> [Instructions to follow]:
Write out the records that appear below, verbatim and complete, but without pictures.

> [Data extracted from a collection]:

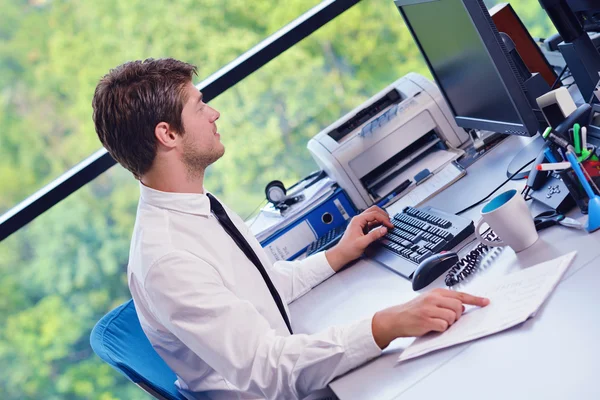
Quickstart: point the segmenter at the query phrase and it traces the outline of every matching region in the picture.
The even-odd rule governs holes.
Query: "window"
[[[138,196],[129,172],[112,168],[0,242],[3,399],[147,398],[89,345],[95,322],[131,298]]]
[[[496,4],[510,3],[534,38],[547,38],[556,33],[556,28],[538,0],[484,0],[484,2],[488,9]]]
[[[101,147],[92,95],[125,61],[208,76],[318,0],[0,0],[0,213]]]

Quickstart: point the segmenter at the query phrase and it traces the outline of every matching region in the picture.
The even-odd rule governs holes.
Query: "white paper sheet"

> [Completed task]:
Quickstart: point the segmenter at the query phrase and it traces the outline of every matching region in the picture.
The even-odd rule governs holes.
Query: "window"
[[[138,196],[129,172],[112,168],[0,242],[3,399],[147,398],[89,345],[95,322],[131,298]]]
[[[496,4],[510,3],[534,38],[547,38],[556,33],[556,28],[538,0],[484,0],[484,2],[488,9]]]
[[[101,147],[92,95],[125,61],[208,76],[318,0],[0,0],[0,213]]]

Quickstart: point the segmenter at the query phrase and it traces the outline of every matching region in the picture.
The even-odd rule governs holes.
Query: "white paper sheet"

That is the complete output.